### Data in this exercise:
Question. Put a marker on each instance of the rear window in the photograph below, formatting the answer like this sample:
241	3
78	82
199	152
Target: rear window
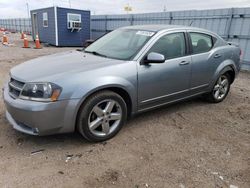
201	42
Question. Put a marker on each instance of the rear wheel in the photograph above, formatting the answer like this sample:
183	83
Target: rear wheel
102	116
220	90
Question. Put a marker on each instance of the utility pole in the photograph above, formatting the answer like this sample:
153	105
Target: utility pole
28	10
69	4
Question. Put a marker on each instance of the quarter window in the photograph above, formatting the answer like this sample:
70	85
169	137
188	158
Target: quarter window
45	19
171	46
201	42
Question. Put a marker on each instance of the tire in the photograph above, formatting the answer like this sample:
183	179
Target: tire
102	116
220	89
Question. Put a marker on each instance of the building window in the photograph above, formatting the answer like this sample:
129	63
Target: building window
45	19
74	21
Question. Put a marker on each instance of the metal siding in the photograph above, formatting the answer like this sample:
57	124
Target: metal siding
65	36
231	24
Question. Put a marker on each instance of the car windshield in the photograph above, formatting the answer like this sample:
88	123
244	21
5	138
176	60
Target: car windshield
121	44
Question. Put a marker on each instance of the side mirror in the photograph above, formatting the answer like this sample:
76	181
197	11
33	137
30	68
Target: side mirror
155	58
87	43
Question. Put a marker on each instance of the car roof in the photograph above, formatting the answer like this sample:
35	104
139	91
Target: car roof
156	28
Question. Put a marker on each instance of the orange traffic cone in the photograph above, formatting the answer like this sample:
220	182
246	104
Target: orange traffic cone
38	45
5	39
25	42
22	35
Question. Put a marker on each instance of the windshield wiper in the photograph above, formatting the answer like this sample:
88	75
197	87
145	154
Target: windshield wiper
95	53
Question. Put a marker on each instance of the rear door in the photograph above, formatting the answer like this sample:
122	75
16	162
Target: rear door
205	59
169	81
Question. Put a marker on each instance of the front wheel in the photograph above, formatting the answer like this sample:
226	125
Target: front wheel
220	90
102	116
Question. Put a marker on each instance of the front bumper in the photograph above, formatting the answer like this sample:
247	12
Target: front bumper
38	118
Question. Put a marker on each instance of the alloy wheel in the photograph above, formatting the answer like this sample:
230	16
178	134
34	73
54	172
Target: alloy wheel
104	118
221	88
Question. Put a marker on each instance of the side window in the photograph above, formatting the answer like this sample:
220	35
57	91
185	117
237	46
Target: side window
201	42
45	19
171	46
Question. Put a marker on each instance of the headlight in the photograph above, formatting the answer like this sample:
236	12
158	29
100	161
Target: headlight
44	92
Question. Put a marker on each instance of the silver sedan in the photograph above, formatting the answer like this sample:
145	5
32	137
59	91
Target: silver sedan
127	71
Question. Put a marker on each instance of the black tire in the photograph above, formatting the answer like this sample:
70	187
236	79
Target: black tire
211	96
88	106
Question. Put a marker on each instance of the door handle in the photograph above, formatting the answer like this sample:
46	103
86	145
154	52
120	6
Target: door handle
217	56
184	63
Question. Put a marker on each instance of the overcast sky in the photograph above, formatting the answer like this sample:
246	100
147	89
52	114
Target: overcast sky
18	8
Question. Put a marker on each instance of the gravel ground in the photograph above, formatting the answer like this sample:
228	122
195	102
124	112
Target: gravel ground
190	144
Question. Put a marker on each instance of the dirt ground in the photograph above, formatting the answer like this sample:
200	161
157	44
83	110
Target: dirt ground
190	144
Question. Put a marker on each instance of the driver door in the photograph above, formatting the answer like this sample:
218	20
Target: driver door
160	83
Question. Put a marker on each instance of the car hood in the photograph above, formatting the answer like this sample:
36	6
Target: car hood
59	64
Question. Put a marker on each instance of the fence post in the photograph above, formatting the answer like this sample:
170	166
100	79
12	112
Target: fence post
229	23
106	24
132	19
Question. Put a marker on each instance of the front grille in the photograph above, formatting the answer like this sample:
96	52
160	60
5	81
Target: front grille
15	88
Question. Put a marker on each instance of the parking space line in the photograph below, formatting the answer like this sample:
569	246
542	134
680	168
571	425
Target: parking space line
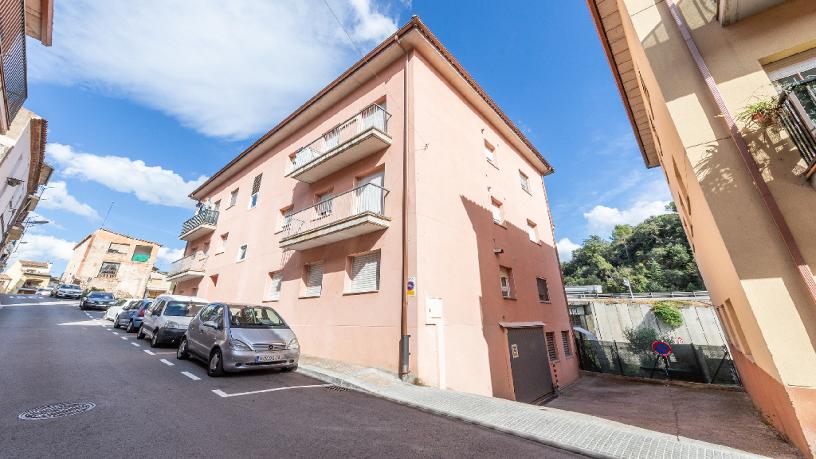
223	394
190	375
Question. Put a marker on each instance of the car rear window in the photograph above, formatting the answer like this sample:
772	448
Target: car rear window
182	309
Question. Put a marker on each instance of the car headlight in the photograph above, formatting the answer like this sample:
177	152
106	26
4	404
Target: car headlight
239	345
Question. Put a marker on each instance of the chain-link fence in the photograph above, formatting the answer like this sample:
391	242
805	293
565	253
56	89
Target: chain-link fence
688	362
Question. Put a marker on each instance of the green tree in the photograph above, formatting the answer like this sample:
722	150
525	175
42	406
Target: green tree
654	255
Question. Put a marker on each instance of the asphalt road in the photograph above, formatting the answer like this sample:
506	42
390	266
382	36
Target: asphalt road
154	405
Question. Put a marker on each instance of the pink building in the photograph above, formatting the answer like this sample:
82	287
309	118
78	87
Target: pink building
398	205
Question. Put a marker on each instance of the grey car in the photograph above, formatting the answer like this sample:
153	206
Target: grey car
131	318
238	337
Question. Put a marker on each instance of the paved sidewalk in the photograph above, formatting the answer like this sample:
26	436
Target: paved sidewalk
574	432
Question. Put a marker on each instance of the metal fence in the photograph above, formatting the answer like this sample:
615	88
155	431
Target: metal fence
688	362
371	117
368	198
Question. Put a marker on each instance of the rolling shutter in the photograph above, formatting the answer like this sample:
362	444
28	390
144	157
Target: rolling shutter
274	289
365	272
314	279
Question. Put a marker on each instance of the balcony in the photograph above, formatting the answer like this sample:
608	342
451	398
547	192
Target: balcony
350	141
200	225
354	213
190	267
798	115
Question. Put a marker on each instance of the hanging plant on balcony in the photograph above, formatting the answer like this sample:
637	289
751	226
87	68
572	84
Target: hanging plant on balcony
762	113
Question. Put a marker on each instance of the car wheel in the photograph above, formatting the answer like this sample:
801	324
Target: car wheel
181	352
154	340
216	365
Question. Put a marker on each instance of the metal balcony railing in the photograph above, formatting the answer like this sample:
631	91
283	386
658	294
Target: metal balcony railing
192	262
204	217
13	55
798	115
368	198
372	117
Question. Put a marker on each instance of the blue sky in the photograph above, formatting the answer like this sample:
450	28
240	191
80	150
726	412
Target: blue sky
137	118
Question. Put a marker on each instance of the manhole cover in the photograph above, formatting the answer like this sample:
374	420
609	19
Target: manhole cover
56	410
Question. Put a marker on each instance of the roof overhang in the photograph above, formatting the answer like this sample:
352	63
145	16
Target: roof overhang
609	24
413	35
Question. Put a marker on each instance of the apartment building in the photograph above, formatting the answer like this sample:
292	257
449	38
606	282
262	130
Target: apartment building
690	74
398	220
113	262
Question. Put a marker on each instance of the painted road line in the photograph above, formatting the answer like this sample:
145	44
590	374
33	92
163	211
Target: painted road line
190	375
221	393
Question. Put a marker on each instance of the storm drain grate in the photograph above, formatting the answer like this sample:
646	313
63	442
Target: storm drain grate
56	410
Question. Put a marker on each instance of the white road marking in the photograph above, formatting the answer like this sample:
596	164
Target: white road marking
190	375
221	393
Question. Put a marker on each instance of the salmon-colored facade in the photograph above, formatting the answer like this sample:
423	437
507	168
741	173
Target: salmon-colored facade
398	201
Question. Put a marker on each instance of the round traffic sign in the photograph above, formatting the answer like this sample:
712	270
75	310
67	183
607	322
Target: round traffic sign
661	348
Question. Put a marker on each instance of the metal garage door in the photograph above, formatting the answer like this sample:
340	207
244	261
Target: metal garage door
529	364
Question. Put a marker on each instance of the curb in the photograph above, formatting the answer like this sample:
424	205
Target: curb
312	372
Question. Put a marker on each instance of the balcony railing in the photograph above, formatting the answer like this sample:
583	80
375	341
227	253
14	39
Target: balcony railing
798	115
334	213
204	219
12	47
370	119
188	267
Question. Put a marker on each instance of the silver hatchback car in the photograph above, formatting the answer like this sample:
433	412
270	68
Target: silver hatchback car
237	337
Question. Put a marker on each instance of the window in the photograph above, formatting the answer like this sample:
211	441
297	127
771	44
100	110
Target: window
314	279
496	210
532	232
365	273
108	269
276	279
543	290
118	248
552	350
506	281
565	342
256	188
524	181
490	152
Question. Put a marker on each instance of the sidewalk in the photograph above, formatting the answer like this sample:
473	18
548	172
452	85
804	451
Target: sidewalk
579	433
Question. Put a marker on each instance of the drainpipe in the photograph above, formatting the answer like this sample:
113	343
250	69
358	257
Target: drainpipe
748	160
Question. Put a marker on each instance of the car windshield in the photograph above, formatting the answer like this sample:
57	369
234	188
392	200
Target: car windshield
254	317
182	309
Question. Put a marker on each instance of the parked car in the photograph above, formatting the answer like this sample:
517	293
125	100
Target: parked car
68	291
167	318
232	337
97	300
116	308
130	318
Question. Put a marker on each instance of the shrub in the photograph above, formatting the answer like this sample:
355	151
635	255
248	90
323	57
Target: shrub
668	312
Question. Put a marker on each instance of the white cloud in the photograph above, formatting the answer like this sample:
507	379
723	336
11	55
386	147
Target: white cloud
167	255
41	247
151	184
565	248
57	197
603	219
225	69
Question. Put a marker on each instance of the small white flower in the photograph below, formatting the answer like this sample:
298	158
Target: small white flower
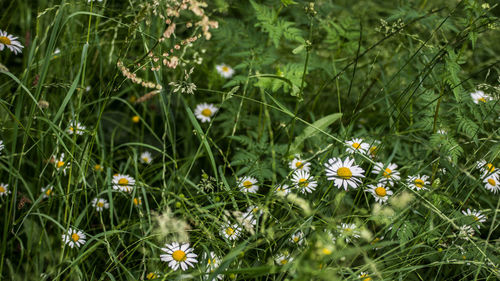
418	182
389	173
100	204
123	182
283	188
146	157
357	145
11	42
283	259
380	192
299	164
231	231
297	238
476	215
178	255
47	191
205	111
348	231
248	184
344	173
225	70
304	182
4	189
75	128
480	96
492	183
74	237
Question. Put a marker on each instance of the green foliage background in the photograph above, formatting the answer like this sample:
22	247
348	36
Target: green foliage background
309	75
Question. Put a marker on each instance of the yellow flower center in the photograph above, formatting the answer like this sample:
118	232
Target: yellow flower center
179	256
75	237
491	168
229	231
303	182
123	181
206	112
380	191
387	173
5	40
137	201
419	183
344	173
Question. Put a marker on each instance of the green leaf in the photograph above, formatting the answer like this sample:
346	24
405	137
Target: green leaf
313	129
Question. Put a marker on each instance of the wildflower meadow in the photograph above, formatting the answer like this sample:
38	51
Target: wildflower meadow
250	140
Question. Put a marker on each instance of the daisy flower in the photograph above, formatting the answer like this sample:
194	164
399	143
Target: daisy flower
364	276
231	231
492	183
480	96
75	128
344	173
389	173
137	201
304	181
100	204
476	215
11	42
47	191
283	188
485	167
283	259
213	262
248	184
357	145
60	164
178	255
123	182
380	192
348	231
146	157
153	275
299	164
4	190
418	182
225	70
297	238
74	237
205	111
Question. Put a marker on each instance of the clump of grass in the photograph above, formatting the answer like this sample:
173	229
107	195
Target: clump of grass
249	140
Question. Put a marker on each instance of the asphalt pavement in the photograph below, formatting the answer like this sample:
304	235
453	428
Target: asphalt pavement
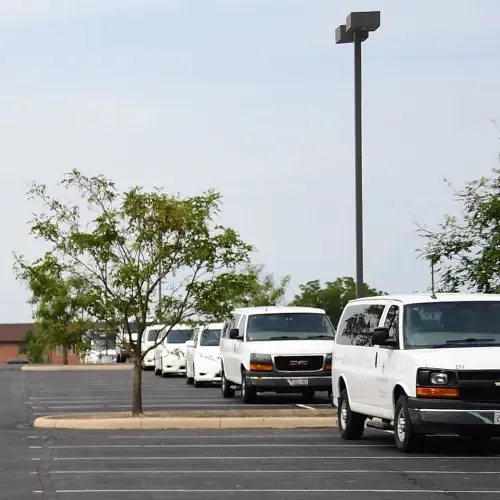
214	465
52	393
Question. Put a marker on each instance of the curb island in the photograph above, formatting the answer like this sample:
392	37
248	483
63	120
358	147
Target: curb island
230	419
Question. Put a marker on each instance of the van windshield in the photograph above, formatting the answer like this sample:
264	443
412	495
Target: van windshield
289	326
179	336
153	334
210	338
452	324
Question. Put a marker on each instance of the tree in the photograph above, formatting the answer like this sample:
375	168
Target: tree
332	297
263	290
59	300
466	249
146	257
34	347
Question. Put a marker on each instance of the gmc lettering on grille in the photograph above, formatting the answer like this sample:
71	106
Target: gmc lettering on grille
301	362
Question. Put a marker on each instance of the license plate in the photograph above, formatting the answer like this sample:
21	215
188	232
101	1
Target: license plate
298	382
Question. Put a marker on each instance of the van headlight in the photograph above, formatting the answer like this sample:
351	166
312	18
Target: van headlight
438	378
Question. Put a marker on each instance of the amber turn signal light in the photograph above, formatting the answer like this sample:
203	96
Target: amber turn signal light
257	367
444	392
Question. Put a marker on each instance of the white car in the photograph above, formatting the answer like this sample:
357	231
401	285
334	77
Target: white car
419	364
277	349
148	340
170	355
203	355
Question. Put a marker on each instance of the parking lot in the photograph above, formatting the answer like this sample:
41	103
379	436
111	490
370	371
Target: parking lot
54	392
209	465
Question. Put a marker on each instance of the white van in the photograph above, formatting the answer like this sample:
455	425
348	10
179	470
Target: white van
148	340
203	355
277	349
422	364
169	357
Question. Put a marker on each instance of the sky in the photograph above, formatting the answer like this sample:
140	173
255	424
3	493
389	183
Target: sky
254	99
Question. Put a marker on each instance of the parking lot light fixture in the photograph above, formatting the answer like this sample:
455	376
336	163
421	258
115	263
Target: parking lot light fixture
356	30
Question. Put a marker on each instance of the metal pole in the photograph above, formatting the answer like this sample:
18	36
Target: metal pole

### Activity:
Wherever the word "below" occurs in a line of the listing, copy that line.

### Result for this exercise:
Question. Put a marker on each instance of the rear window in the photograph below, formatting the answer like this sample:
Question. Put a marker on each instance of the parking space line in the photograph below, formatting the answer like this sample:
Question. Put a marker on each instance of the small white flower in the photograph below, formatting the answer like this sample:
Question. Put a marker on each instance of the asphalt pavement in the photograph below, formatting the answer like this sample:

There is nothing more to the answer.